History[edit | edit source]

He's a madman, but not mad enough for ?pedia.

The history of Malaysia is shrouded in mystery, which is why some historians call it the mystery of Malaysia. Well its believed to start from a group of sultans (not sultanas, I know it sounds really similar but not exactly the same), who decided suddenly to undertake super powers (not superpowers, I ::INTERNAL ERROR - REDUNDANCY::) as a king. Well they kept arguing but for some reason, there's still a king. Of course the position's only ceremonial, but to have a king in this day and age would be an amazing achievement.

So there was this one king or something from India or something whose name slips my mind... let's just call him Esh because that's his name. So Esh admits that in India, life isn't very good: the government keeps coming and going and few people even care as to his affairs, despite being a king. So he leaves on the next ferry and gets stranded in Burma where he tries to set up a colony. But Burma, one has to note, was obviously doomed to failure because after all, Esh couldn't speak the language, didn't bother learning, and the natives were violent and threatened to put him under house arrest. So then he tried Thailand. Thailand was boring and because few people even bothered with them, not anyone, and everyone was just lying on the beach in Phuket or Koh Samui.

He tried Cambodia, but the natives had religious beliefs which Esh considered blasphemous. He tried Laos, but it was landlocked and hard to get too. He tried Vietnam, but was allergic to rice paper. Soon he sailed down through the sea and came across a wonderful land - MALAYSIA! AT LAST! SOMEWHERE TO SETTLE! The natives - there weren't any natives when he docked at Port Klang, they were all in the mountains, and he would be OK here. Soon he was followed by boatloads of 352 women, 1440 cows, 705 sheep and 921 pigs to begin settling this country.

◆ **EXPLORE THE MATERIAL**:
**1)** In the Malaysia history excerpt, at which port did Esh dock when he reached Malaysia?
**2)** Retype the Malaysia history excerpt word for word between "So there was" and "or Koh Samui.", inclusive.
The records come from a separate source.

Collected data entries
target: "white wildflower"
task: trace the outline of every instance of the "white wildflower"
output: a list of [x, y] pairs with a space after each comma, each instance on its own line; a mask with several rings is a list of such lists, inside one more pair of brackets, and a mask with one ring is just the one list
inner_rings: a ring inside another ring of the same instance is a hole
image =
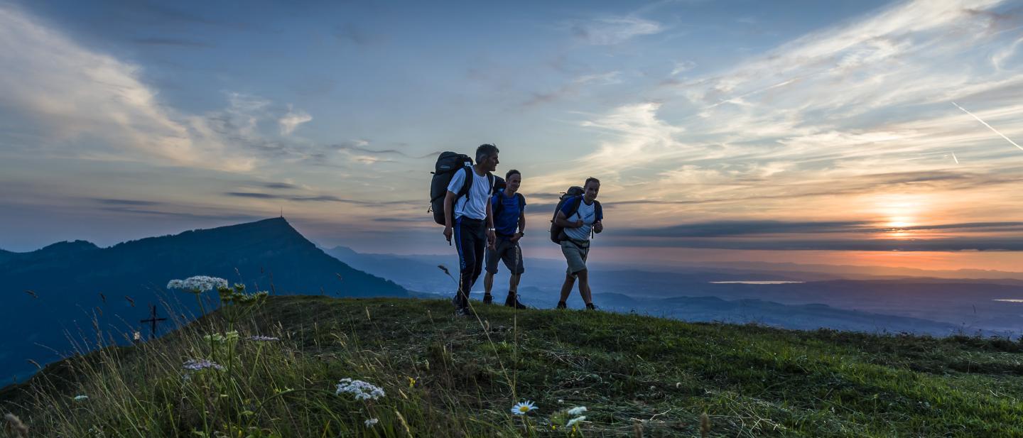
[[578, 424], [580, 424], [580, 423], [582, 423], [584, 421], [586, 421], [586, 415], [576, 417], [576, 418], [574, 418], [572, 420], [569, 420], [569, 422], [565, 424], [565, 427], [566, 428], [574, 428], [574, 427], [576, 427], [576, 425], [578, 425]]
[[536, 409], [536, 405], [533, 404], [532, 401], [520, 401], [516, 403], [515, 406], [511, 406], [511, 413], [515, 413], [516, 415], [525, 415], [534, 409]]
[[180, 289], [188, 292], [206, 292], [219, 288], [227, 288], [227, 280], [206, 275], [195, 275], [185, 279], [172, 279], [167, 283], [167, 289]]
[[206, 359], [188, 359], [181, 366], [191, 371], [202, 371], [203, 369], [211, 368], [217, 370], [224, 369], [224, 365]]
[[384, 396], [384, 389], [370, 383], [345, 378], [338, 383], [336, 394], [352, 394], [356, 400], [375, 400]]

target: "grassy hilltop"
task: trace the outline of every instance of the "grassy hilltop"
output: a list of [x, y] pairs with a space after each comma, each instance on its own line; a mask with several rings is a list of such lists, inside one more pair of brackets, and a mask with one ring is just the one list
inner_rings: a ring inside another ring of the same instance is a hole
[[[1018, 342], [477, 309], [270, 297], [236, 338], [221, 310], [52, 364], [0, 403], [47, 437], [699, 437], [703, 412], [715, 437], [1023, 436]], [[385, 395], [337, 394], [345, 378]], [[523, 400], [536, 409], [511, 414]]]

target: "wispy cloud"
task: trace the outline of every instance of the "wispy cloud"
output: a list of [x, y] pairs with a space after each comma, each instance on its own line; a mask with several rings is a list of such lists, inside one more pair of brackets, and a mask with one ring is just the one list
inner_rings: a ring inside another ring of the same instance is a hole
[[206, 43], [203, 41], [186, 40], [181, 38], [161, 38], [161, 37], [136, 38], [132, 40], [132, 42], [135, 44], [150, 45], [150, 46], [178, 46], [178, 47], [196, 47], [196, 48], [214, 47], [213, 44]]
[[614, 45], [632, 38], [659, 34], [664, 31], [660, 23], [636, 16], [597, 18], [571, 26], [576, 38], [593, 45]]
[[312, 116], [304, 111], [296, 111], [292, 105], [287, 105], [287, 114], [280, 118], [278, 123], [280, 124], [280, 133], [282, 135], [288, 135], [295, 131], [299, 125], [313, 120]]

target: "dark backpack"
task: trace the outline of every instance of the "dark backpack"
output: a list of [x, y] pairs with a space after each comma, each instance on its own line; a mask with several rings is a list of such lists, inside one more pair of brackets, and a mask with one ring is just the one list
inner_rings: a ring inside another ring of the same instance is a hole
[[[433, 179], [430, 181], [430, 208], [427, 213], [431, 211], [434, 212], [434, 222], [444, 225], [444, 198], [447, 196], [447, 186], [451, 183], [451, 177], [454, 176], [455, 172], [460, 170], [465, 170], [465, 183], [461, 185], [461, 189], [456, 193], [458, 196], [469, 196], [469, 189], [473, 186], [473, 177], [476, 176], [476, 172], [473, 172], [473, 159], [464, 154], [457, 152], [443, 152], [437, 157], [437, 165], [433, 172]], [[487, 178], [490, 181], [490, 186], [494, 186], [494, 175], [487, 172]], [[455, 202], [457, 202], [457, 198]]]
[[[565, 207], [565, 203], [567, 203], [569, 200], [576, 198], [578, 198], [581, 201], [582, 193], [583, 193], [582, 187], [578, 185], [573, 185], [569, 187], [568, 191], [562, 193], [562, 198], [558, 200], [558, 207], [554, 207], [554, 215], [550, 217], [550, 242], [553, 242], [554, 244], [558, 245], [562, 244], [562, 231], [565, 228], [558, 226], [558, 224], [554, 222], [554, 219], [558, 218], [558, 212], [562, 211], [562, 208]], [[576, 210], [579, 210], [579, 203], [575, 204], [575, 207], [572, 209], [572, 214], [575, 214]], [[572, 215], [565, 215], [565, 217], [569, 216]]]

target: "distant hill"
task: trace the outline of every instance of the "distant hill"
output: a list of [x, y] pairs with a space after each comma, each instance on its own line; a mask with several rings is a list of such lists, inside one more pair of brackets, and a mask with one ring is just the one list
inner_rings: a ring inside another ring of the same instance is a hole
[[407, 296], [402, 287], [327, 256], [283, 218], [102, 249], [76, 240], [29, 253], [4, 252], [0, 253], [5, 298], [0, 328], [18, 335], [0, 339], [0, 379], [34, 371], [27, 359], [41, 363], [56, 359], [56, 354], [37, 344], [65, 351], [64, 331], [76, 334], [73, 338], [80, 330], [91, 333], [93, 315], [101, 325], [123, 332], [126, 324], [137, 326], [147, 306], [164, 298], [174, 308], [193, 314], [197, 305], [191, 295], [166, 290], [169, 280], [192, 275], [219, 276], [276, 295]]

◆ **ANSWERS TO THE EXERCISE**:
**1)** Port Klang

**2)**
So there was this one king or something from India or something whose name slips my mind... let's just call him Esh because that's his name. So Esh admits that in India, life isn't very good: the government keeps coming and going and few people even care as to his affairs, despite being a king. So he leaves on the next ferry and gets stranded in Burma where he tries to set up a colony. But Burma, one has to note, was obviously doomed to failure because after all, Esh couldn't speak the language, didn't bother learning, and the natives were violent and threatened to put him under house arrest. So then he tried Thailand. Thailand was boring and because few people even bothered with them, not anyone, and everyone was just lying on the beach in Phuket or Koh Samui.